▸ WHAT THE TASK ASKS: Rewrite the entries from the line containing "of the **roller" through the line containing "[[8,140],[11,140],[13,138],[12,133],[9,130],[6,132],[6,135]]", replacing "roller skate" with "ice skate" and leaving everything else unchanged. Give only those lines.

^^^^^^^^^^^^^^^^

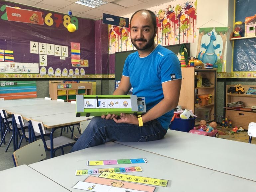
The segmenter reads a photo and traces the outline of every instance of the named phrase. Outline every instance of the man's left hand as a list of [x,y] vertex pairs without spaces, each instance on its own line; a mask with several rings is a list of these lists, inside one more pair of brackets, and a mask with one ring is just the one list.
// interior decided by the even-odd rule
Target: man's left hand
[[122,113],[119,116],[120,119],[116,117],[113,118],[113,120],[116,123],[125,123],[134,125],[139,125],[139,120],[137,116],[133,114],[128,114]]

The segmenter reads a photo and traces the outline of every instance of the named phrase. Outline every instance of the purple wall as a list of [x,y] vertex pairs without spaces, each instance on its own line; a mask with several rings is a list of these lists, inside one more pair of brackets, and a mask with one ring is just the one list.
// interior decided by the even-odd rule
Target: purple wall
[[[74,70],[76,67],[72,67],[71,64],[70,42],[79,43],[80,59],[88,59],[89,60],[89,66],[84,67],[85,74],[95,74],[98,73],[98,71],[96,73],[96,70],[98,67],[95,67],[95,40],[97,39],[95,36],[98,35],[98,33],[95,33],[97,34],[96,35],[95,35],[94,33],[96,31],[95,31],[95,22],[94,20],[77,17],[78,20],[78,29],[74,33],[71,33],[69,32],[63,25],[63,16],[65,14],[17,3],[0,1],[0,7],[4,5],[41,11],[44,14],[43,15],[44,18],[49,13],[52,13],[53,16],[51,17],[54,20],[56,19],[54,16],[55,13],[61,15],[62,18],[63,23],[60,24],[59,28],[55,26],[55,23],[52,26],[48,26],[45,24],[44,25],[40,25],[9,21],[0,18],[0,49],[13,50],[15,62],[39,63],[39,54],[31,53],[30,52],[30,42],[32,41],[50,43],[68,46],[68,57],[66,57],[65,60],[62,60],[60,59],[59,57],[48,55],[48,66],[46,67],[47,69],[48,69],[50,67],[52,67],[55,71],[57,68],[60,68],[62,70],[64,68],[67,68],[68,70],[70,68]],[[0,12],[0,16],[2,17],[5,12],[5,10],[3,12]],[[96,23],[95,21],[95,23]],[[106,26],[107,28],[108,27],[107,25],[105,25]],[[105,27],[103,26],[102,28],[104,29]],[[107,30],[106,33],[107,37],[108,34]],[[104,46],[108,47],[107,44],[106,45],[104,44],[105,36],[102,36],[103,38],[101,38],[102,39],[101,42],[102,45],[104,45]],[[97,45],[96,47],[98,47]],[[104,67],[102,67],[104,69],[103,71],[105,72],[105,68],[107,65],[108,65],[108,57],[107,59],[105,48],[101,47],[101,52],[102,52],[102,60],[103,61],[104,65]],[[96,63],[97,63],[97,61]],[[39,69],[40,68],[39,66]],[[99,72],[100,73],[101,71]]]
[[95,65],[96,74],[108,74],[108,25],[95,21]]

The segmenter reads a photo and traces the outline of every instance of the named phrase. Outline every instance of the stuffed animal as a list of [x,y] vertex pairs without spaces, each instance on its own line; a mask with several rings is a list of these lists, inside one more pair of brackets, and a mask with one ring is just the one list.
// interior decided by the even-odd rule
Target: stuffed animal
[[180,115],[181,119],[192,119],[194,117],[193,113],[189,110],[185,109],[182,113]]

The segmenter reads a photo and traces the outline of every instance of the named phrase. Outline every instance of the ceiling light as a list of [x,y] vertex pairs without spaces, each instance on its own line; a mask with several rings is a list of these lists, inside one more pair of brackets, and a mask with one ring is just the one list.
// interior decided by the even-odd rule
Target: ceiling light
[[76,3],[95,8],[102,5],[107,3],[108,2],[101,0],[79,0],[75,2]]

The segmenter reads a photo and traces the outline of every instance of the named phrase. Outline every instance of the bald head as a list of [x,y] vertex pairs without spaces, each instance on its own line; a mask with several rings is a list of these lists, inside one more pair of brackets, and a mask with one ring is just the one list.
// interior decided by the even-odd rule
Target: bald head
[[130,24],[132,23],[132,20],[133,18],[133,16],[136,14],[140,14],[142,15],[144,14],[149,14],[151,18],[151,20],[152,21],[152,23],[153,24],[153,26],[154,27],[154,29],[155,29],[157,28],[157,20],[156,19],[156,15],[153,12],[150,11],[150,10],[148,10],[147,9],[140,9],[138,10],[134,13],[132,15],[132,17],[131,17],[131,19],[130,20]]

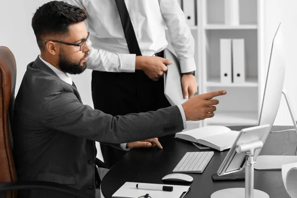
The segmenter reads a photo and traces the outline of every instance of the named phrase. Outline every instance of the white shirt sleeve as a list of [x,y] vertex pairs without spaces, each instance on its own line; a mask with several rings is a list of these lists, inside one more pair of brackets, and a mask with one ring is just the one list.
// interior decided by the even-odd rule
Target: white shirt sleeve
[[185,111],[181,104],[179,104],[177,107],[180,109],[181,114],[182,115],[182,118],[183,118],[183,124],[184,124],[184,129],[187,128],[187,119],[186,118],[186,114],[185,114]]
[[[63,0],[71,5],[85,9],[84,0]],[[85,24],[87,29],[89,29],[88,19],[85,21]],[[97,49],[92,47],[92,42],[90,39],[88,44],[91,48],[87,62],[88,69],[110,72],[135,72],[136,54],[111,53]]]
[[185,14],[177,0],[159,0],[162,16],[168,28],[171,45],[180,61],[182,73],[196,70],[195,41]]
[[121,144],[120,145],[120,146],[121,147],[121,148],[122,148],[122,149],[124,150],[130,150],[130,148],[127,148],[126,147],[127,147],[127,143],[123,143],[123,144]]

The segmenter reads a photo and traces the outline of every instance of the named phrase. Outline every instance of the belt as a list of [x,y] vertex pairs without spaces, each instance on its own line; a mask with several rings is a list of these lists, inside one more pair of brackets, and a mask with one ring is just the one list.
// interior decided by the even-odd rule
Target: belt
[[154,54],[152,54],[153,56],[159,56],[162,58],[164,58],[164,50],[160,51],[159,52],[157,52],[155,53]]

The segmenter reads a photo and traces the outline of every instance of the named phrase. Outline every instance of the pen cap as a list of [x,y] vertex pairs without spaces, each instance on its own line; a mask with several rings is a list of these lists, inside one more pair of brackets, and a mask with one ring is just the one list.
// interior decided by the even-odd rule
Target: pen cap
[[163,190],[164,191],[170,191],[171,192],[173,190],[173,186],[163,186]]

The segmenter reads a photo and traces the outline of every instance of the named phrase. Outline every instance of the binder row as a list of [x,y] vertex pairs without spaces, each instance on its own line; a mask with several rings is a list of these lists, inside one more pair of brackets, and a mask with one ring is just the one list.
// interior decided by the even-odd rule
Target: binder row
[[221,82],[245,82],[245,40],[220,40]]

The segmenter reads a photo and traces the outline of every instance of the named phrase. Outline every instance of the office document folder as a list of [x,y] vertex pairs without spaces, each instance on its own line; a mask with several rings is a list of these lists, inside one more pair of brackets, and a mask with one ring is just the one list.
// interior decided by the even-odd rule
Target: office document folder
[[164,50],[165,58],[173,61],[168,66],[166,73],[164,73],[164,95],[172,105],[181,104],[187,101],[184,99],[182,87],[182,74],[179,62],[175,55],[170,50]]
[[182,5],[182,0],[177,0],[177,1],[178,2],[178,4],[180,4],[180,6],[181,6],[181,8],[182,8],[182,9],[183,9],[183,5]]
[[244,83],[245,82],[245,40],[232,40],[232,59],[233,82]]
[[139,189],[136,188],[136,184],[142,184],[139,182],[126,182],[113,195],[112,198],[138,198],[148,194],[152,198],[182,198],[188,193],[190,186],[170,185],[160,184],[160,186],[168,186],[173,187],[172,192],[163,191],[155,190]]
[[231,39],[220,40],[221,83],[232,82]]
[[186,21],[189,26],[195,25],[195,3],[194,0],[183,0],[183,8]]

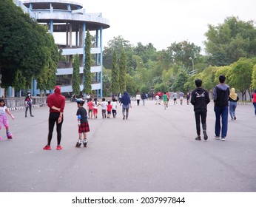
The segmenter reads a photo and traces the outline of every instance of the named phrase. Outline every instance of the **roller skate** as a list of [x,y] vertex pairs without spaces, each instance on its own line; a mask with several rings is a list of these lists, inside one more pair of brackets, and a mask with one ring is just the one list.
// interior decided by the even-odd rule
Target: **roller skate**
[[75,147],[80,147],[82,144],[82,140],[78,140],[78,142],[76,143]]
[[83,143],[84,143],[84,147],[87,147],[87,143],[88,143],[88,141],[87,141],[87,140],[83,140]]
[[8,140],[11,140],[13,138],[12,133],[9,130],[6,132],[6,135]]

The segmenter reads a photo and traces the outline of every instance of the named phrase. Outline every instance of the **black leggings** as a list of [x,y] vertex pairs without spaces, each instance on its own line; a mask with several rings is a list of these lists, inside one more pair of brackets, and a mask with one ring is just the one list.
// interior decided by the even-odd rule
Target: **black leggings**
[[54,125],[56,123],[57,125],[57,142],[58,145],[61,144],[61,126],[63,123],[63,117],[61,122],[58,123],[58,119],[60,113],[50,113],[49,115],[49,133],[48,133],[48,145],[50,146],[53,138],[53,132],[54,129]]
[[202,123],[203,130],[206,130],[206,115],[207,115],[206,109],[196,109],[195,111],[195,124],[196,124],[196,129],[197,129],[197,134],[198,136],[201,134],[200,118],[201,118],[201,122]]
[[28,108],[30,108],[30,116],[31,116],[32,115],[32,112],[31,112],[32,106],[31,105],[29,105],[29,106],[26,107],[25,116],[27,116],[27,112]]

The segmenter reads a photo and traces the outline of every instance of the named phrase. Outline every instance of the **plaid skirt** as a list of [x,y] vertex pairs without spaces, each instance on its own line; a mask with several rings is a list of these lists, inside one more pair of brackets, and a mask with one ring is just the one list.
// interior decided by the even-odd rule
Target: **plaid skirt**
[[90,128],[89,128],[89,123],[88,122],[81,123],[78,126],[78,133],[84,133],[84,132],[89,132]]

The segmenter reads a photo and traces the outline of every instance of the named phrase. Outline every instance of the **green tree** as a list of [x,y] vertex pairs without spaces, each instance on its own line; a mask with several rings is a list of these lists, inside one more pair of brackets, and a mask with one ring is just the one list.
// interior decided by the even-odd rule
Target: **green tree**
[[84,93],[92,92],[92,72],[91,72],[91,35],[87,30],[84,44]]
[[[194,43],[190,43],[183,41],[178,43],[172,43],[171,46],[167,47],[166,53],[172,59],[173,64],[180,65],[183,68],[192,68],[189,58],[195,59],[199,58],[201,49],[200,47],[195,45]],[[199,61],[200,58],[198,58]]]
[[73,60],[73,72],[72,75],[72,90],[73,95],[80,94],[80,61],[79,55],[76,54]]
[[0,70],[4,86],[15,86],[19,69],[27,84],[49,64],[47,28],[24,13],[12,0],[0,4]]
[[36,75],[37,80],[37,87],[44,91],[52,89],[56,84],[56,72],[58,63],[61,56],[62,50],[58,52],[57,46],[55,44],[54,38],[52,35],[49,35],[49,38],[46,42],[48,48],[48,64],[45,65],[38,75]]
[[172,89],[173,91],[181,91],[186,92],[187,89],[185,88],[185,84],[189,79],[189,75],[186,73],[185,71],[181,69],[178,74],[177,78],[173,83]]
[[15,77],[15,89],[20,91],[22,89],[26,88],[26,78],[22,75],[22,72],[20,70],[16,70]]
[[119,86],[121,92],[127,90],[127,55],[123,49],[119,61]]
[[115,50],[114,50],[113,52],[111,69],[111,92],[113,94],[118,94],[120,92],[119,69],[118,66],[118,58]]
[[230,65],[240,58],[256,55],[256,28],[253,21],[243,21],[238,17],[228,17],[218,26],[209,24],[205,35],[209,64]]
[[[132,55],[133,55],[133,48],[129,41],[124,40],[122,36],[114,37],[113,39],[110,40],[107,43],[108,47],[104,47],[103,51],[103,64],[107,69],[110,69],[112,67],[112,55],[115,50],[117,55],[121,54],[124,49],[127,57],[127,67],[132,67]],[[117,56],[117,59],[120,58]]]
[[252,89],[256,89],[256,64],[253,67],[252,69]]
[[129,74],[127,74],[127,90],[130,95],[135,95],[138,90],[137,83]]

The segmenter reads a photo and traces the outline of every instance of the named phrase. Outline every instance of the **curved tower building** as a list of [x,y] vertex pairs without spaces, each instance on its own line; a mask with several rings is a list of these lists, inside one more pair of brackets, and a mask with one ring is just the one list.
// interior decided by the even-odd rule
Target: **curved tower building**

^^^^^^^^^^^^^^^^

▸ FINISHED EXERCISE:
The segmenter reads a photo and traces the outline of every instance of the named phrase. Outline every instance of the **ice skate** as a list of [x,y] vertex pairs without spaces, each instance on its own line; a mask with several rings is a list of these lists, inside one more pair of brackets, and a mask with one ring is just the one list.
// interior decided by the even-odd rule
Target: **ice skate**
[[75,147],[80,147],[82,144],[82,140],[78,140],[78,142],[76,143]]
[[83,143],[84,143],[84,147],[87,147],[87,143],[88,143],[88,141],[87,141],[87,140],[83,140]]
[[8,140],[11,140],[13,138],[12,133],[9,130],[6,132],[6,135]]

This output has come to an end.